Entries ::
==================================================

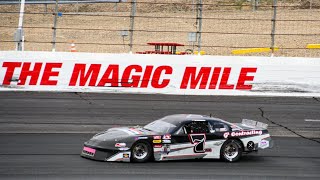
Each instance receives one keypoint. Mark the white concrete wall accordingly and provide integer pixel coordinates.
(267, 76)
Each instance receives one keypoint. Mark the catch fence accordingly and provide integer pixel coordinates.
(229, 27)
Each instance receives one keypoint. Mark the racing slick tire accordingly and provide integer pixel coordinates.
(231, 150)
(141, 152)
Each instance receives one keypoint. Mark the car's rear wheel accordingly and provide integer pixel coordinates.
(141, 152)
(231, 150)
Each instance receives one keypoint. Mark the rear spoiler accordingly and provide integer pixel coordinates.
(254, 124)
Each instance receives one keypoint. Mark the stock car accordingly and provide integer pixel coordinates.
(178, 137)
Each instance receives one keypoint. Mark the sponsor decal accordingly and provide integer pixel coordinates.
(167, 136)
(218, 143)
(125, 155)
(165, 149)
(250, 145)
(156, 137)
(136, 131)
(120, 145)
(263, 144)
(157, 141)
(157, 146)
(199, 141)
(208, 150)
(166, 141)
(242, 133)
(88, 151)
(124, 149)
(143, 137)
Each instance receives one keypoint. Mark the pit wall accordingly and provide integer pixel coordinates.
(164, 74)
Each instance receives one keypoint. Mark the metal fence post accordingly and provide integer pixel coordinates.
(199, 22)
(19, 35)
(274, 6)
(133, 13)
(55, 27)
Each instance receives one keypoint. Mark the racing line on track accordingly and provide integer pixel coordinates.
(287, 128)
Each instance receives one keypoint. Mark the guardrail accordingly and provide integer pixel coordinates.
(6, 2)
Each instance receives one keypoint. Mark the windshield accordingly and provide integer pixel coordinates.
(160, 126)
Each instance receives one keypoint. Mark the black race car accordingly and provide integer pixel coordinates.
(176, 137)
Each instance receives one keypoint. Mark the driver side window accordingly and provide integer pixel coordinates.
(194, 127)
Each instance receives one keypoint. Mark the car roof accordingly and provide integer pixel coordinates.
(177, 119)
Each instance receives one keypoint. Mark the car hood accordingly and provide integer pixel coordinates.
(108, 139)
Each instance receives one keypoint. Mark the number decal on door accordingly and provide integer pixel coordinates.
(199, 141)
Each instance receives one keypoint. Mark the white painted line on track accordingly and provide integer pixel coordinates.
(312, 120)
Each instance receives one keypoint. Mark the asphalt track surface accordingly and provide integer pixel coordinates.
(41, 135)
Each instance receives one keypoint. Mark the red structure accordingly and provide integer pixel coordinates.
(164, 48)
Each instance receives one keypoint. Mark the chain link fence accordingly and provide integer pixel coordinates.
(229, 27)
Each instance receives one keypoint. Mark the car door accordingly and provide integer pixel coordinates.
(188, 142)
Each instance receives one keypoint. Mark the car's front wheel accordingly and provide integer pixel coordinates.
(141, 152)
(231, 150)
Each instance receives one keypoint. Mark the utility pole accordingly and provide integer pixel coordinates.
(199, 22)
(133, 14)
(273, 31)
(54, 36)
(19, 35)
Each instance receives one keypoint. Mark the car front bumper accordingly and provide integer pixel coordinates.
(105, 154)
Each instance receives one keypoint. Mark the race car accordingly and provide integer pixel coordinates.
(179, 137)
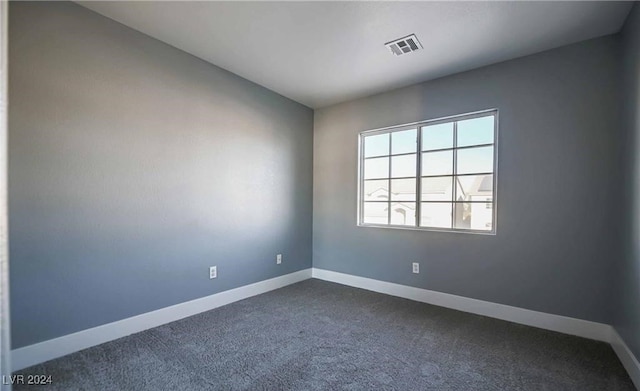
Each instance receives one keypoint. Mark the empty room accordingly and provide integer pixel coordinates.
(320, 195)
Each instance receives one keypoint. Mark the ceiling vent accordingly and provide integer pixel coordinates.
(404, 45)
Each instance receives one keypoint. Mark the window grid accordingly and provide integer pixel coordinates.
(456, 205)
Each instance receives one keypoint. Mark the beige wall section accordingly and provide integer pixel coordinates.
(4, 258)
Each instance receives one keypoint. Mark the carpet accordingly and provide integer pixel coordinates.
(317, 335)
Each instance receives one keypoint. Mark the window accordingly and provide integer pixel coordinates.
(433, 175)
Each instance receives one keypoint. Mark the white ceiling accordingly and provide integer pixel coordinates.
(321, 53)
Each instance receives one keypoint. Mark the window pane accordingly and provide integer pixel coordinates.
(437, 136)
(475, 160)
(437, 163)
(403, 189)
(377, 145)
(474, 215)
(403, 213)
(476, 131)
(376, 168)
(402, 166)
(375, 213)
(437, 189)
(474, 187)
(377, 190)
(435, 214)
(404, 142)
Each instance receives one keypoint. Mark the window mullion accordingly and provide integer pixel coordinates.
(454, 204)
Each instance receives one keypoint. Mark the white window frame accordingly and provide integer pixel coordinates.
(418, 176)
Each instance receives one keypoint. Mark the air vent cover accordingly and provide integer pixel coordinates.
(404, 45)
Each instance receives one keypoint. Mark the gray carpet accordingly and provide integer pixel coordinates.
(316, 335)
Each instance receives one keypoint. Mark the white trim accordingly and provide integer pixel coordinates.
(626, 356)
(562, 324)
(40, 352)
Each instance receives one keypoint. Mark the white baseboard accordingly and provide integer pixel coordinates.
(626, 356)
(562, 324)
(40, 352)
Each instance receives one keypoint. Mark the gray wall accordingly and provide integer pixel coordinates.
(627, 300)
(133, 167)
(556, 235)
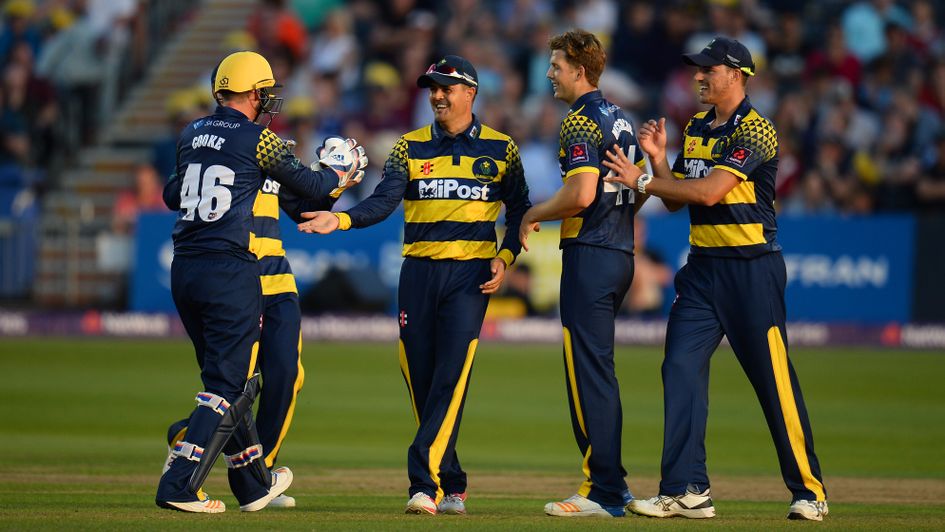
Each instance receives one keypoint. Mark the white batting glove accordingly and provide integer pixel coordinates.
(348, 160)
(328, 144)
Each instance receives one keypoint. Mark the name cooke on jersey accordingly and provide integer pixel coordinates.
(207, 141)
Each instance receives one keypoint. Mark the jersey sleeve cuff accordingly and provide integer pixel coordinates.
(581, 169)
(344, 220)
(731, 170)
(507, 257)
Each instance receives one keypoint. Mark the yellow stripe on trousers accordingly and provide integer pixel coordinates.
(585, 488)
(299, 381)
(792, 421)
(252, 360)
(405, 369)
(438, 448)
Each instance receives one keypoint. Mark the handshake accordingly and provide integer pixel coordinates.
(345, 157)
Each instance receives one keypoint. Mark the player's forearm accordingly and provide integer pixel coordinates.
(380, 204)
(171, 193)
(661, 170)
(567, 202)
(679, 192)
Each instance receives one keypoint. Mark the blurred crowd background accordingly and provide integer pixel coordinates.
(856, 89)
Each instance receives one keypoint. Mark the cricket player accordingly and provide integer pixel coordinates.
(222, 163)
(732, 285)
(453, 176)
(596, 270)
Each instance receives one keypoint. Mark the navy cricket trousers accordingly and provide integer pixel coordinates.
(219, 300)
(594, 282)
(742, 299)
(441, 313)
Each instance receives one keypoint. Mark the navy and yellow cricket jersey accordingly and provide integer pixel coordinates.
(592, 127)
(222, 161)
(266, 240)
(743, 223)
(453, 189)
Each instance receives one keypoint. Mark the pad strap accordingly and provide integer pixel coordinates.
(188, 451)
(244, 458)
(213, 402)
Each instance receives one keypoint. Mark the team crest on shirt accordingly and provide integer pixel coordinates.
(485, 170)
(577, 153)
(691, 147)
(739, 156)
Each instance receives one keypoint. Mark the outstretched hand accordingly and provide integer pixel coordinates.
(652, 139)
(498, 275)
(525, 228)
(321, 222)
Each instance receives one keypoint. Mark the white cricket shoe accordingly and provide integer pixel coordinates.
(580, 506)
(282, 501)
(690, 505)
(453, 504)
(421, 503)
(281, 480)
(808, 510)
(203, 505)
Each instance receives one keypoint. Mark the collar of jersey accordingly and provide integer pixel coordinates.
(229, 112)
(742, 111)
(472, 132)
(584, 99)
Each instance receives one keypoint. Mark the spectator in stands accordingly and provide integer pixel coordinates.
(930, 190)
(651, 276)
(275, 26)
(144, 197)
(14, 134)
(35, 98)
(19, 26)
(335, 48)
(812, 197)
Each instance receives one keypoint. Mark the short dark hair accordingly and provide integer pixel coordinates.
(582, 48)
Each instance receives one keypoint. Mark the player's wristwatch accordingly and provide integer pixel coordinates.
(642, 182)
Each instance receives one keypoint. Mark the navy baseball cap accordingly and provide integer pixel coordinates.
(723, 51)
(450, 70)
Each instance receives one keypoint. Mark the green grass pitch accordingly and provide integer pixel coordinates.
(84, 420)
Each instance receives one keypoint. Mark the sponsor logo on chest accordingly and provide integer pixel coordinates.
(451, 189)
(697, 168)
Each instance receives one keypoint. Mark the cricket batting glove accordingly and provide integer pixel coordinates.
(346, 158)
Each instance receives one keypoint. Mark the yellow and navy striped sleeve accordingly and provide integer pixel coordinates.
(387, 194)
(515, 196)
(275, 159)
(755, 142)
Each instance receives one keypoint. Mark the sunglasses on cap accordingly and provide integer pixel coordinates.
(452, 72)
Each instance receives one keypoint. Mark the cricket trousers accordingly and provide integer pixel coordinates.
(742, 299)
(594, 281)
(441, 313)
(219, 300)
(280, 362)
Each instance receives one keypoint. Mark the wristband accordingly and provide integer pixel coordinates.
(642, 182)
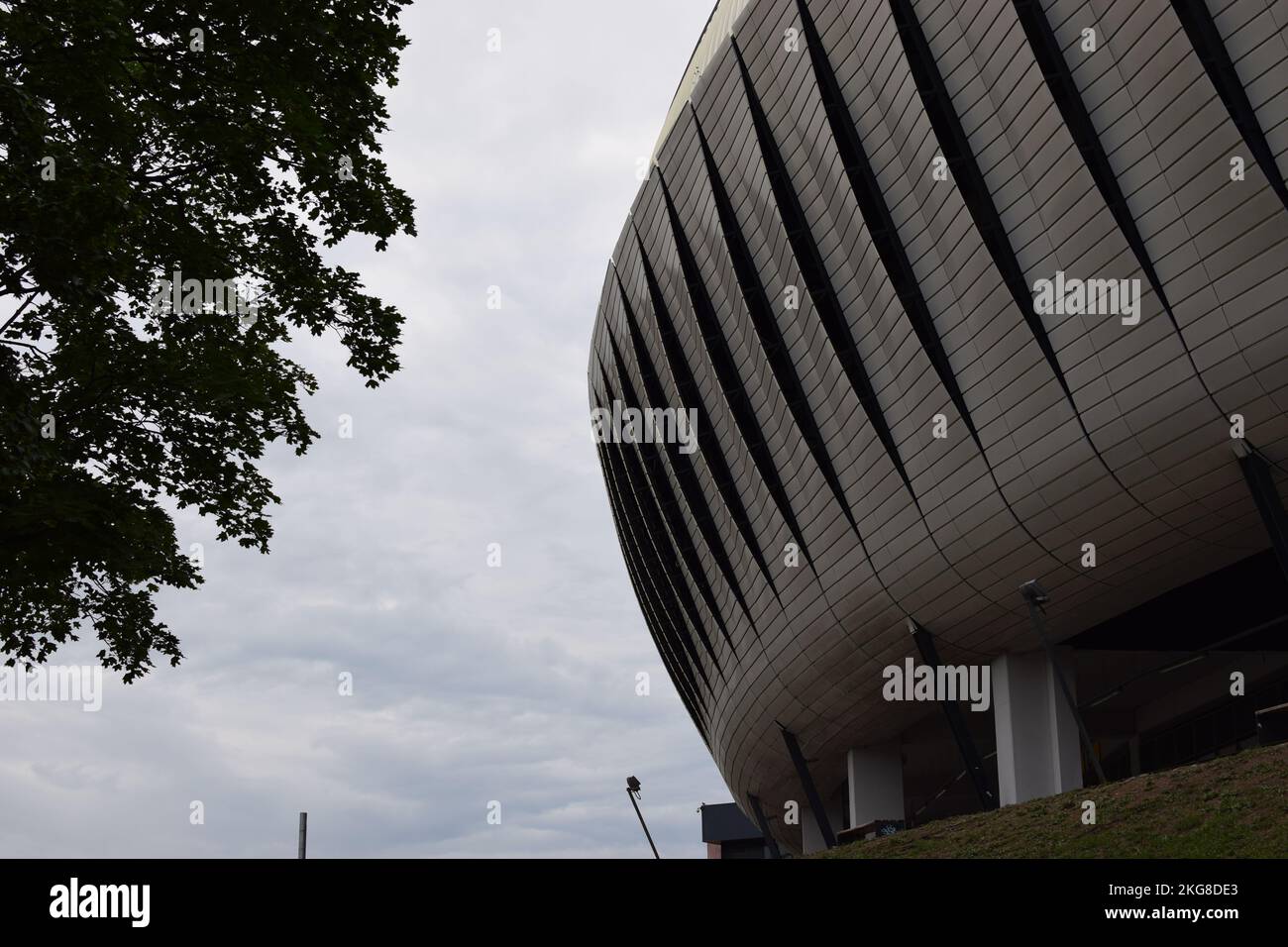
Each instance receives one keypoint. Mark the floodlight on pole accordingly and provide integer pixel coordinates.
(632, 789)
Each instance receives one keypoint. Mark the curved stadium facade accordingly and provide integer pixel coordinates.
(887, 258)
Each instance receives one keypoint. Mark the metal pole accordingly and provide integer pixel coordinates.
(956, 722)
(764, 826)
(794, 750)
(640, 815)
(1035, 595)
(1261, 483)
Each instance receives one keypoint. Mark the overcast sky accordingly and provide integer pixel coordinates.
(471, 684)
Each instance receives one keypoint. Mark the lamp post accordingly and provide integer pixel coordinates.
(632, 789)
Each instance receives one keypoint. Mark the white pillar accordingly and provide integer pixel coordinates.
(876, 783)
(1037, 736)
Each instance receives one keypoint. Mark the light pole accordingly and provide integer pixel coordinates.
(632, 789)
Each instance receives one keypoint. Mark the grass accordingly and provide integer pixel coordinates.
(1233, 806)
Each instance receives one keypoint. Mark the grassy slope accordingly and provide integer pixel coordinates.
(1231, 806)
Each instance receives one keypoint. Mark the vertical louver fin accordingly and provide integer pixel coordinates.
(970, 180)
(1206, 40)
(702, 431)
(677, 668)
(769, 335)
(735, 398)
(697, 504)
(877, 219)
(809, 261)
(1077, 119)
(644, 488)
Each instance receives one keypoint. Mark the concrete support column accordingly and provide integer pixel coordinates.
(1037, 736)
(876, 783)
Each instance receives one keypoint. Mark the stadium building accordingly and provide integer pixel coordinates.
(979, 311)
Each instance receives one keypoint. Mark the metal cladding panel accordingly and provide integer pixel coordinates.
(797, 272)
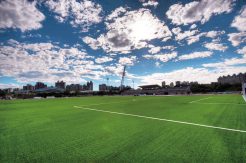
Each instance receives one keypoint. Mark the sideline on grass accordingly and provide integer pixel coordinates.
(162, 119)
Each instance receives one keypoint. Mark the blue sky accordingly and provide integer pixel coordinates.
(159, 40)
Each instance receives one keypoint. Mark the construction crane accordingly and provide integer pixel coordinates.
(123, 78)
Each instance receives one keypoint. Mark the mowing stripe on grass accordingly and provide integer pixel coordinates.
(218, 103)
(162, 119)
(200, 99)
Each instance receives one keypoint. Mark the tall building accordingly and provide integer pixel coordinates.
(244, 91)
(40, 85)
(233, 79)
(102, 87)
(163, 84)
(90, 86)
(60, 84)
(28, 87)
(178, 84)
(74, 87)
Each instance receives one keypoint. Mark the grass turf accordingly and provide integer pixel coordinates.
(52, 130)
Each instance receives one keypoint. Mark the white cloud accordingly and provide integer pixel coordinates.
(202, 75)
(93, 43)
(242, 51)
(155, 50)
(210, 34)
(150, 3)
(198, 11)
(103, 59)
(80, 13)
(21, 14)
(46, 62)
(194, 55)
(9, 85)
(215, 46)
(125, 33)
(185, 34)
(165, 57)
(239, 21)
(226, 63)
(117, 12)
(193, 26)
(127, 60)
(237, 38)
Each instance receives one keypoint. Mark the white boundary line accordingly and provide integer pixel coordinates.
(107, 103)
(200, 99)
(162, 119)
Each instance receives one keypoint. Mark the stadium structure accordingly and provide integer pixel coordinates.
(244, 91)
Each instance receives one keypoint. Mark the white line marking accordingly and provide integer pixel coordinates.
(107, 103)
(200, 99)
(162, 119)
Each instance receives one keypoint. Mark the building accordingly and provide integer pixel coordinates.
(49, 90)
(244, 91)
(102, 87)
(158, 90)
(28, 87)
(233, 79)
(150, 87)
(40, 85)
(178, 84)
(88, 86)
(74, 88)
(60, 84)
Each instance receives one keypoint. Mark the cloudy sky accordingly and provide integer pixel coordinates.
(81, 40)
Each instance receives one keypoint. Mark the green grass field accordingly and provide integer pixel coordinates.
(53, 130)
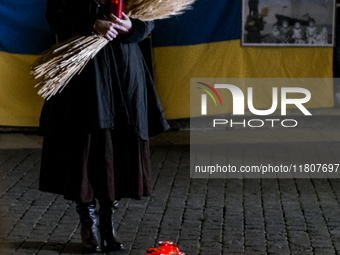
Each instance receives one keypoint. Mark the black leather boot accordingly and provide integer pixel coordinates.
(109, 237)
(89, 231)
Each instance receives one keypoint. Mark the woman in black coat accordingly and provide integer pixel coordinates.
(96, 130)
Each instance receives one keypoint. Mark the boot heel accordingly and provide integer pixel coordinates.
(89, 229)
(109, 236)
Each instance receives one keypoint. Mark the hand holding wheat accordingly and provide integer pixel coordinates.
(59, 64)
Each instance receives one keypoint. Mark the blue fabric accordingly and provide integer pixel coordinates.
(23, 28)
(209, 21)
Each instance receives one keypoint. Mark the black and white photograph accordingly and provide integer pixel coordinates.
(288, 23)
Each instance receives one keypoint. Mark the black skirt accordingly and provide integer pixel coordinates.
(108, 164)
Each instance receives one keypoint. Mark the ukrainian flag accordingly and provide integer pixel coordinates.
(24, 34)
(205, 43)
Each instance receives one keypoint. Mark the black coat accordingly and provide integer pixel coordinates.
(114, 89)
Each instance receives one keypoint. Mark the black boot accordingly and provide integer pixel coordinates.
(106, 223)
(90, 234)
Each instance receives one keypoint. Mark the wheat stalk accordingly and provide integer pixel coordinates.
(61, 62)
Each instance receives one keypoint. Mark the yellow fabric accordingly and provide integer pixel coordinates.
(19, 103)
(174, 66)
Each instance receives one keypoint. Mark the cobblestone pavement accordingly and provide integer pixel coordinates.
(204, 216)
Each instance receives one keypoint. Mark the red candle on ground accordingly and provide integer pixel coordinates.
(116, 8)
(168, 247)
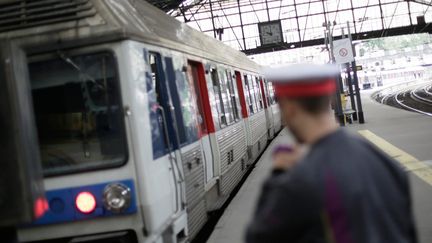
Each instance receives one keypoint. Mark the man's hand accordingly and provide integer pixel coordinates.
(285, 157)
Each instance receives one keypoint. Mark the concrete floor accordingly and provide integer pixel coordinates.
(406, 130)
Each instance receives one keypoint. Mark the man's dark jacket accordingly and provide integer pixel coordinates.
(344, 191)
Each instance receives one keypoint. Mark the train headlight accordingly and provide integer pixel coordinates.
(117, 197)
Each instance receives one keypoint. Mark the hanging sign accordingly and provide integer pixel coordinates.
(342, 51)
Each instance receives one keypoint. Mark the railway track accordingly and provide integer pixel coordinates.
(422, 94)
(417, 99)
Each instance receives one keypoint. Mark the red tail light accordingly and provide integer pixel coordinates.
(85, 202)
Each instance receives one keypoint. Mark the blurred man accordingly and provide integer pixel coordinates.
(344, 190)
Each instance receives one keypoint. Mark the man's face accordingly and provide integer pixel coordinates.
(291, 117)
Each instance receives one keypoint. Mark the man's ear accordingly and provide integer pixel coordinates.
(291, 108)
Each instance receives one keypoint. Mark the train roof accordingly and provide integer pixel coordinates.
(78, 22)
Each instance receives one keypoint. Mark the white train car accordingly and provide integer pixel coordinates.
(145, 125)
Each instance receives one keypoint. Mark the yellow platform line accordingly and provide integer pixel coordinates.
(409, 162)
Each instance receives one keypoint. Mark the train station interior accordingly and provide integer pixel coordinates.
(173, 121)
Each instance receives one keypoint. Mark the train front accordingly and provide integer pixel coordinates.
(76, 71)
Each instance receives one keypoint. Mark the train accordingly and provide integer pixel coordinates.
(144, 125)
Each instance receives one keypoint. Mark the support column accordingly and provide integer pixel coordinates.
(358, 97)
(211, 13)
(351, 91)
(241, 24)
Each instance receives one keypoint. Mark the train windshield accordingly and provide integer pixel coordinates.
(78, 113)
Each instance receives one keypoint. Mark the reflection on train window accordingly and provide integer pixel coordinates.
(249, 95)
(229, 117)
(184, 101)
(159, 143)
(218, 96)
(233, 95)
(253, 92)
(78, 113)
(272, 99)
(260, 103)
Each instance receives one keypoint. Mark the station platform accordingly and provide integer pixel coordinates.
(404, 135)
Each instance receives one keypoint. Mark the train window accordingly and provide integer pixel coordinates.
(218, 96)
(253, 92)
(249, 96)
(272, 99)
(233, 95)
(183, 98)
(78, 113)
(258, 95)
(156, 93)
(224, 88)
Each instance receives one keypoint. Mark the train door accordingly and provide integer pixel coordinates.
(195, 72)
(165, 137)
(267, 109)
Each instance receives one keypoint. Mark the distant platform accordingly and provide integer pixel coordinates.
(404, 135)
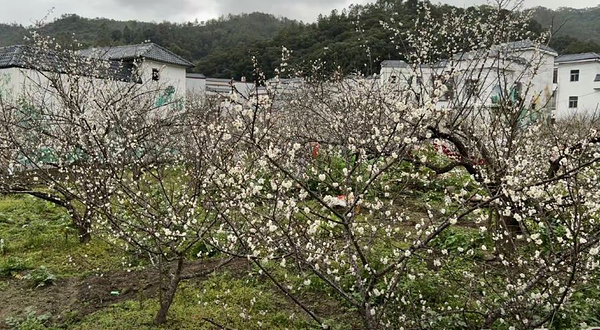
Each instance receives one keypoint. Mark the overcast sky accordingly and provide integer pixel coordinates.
(27, 11)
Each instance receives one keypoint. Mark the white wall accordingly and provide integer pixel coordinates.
(587, 91)
(170, 75)
(195, 86)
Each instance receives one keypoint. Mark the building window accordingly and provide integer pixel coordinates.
(574, 75)
(573, 100)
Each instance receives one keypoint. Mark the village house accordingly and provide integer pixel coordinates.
(22, 67)
(577, 77)
(482, 77)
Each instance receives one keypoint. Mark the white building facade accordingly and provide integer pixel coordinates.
(577, 81)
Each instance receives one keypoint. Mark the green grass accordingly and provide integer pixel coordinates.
(38, 233)
(230, 302)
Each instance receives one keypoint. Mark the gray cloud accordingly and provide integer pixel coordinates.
(28, 11)
(305, 10)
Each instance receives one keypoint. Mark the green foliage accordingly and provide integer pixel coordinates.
(231, 302)
(40, 277)
(30, 321)
(581, 25)
(223, 47)
(40, 233)
(13, 265)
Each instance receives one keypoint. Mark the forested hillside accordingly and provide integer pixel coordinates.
(352, 39)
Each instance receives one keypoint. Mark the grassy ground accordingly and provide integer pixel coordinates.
(50, 281)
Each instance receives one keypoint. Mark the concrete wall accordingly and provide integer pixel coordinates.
(587, 91)
(169, 75)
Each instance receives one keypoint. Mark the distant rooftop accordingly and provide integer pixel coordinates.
(195, 75)
(149, 51)
(525, 44)
(577, 57)
(394, 64)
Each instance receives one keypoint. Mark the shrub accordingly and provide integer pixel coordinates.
(12, 265)
(41, 277)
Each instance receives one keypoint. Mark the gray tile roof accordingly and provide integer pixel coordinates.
(393, 64)
(149, 51)
(522, 44)
(195, 75)
(577, 57)
(28, 57)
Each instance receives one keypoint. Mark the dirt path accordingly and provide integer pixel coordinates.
(77, 297)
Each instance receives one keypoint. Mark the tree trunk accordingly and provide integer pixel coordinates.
(167, 298)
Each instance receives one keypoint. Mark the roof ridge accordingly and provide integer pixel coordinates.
(166, 50)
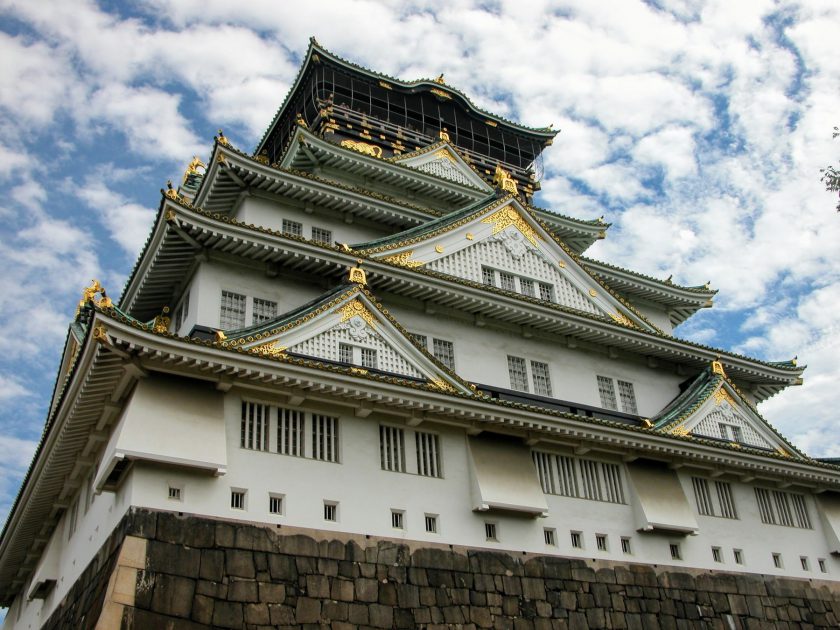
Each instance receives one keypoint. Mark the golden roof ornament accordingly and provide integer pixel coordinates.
(503, 180)
(357, 274)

==================================================

Objective :: Your task is to repeat exactly the lines from the one containing "Each instance receives one keypoint. Mark the dirt" through the end of the material, both included, and only those, without pictures.

Exercise answer ::
Each instance receives one keypoint. Mark the dirt path accordingly and provide integer pixel coordinates.
(77, 297)
Each instance receives one keypoint. Mark the tree trunk accordingly and provide integer pixel coordinates.
(167, 298)
Each instance receives one keypoint. Mark the roof ridge accordingly and provide integer pixel coordinates.
(166, 50)
Each instance receives one keypoint. Mark the golden roof ornament accordingly and provide integer pixel coordinates.
(503, 180)
(357, 274)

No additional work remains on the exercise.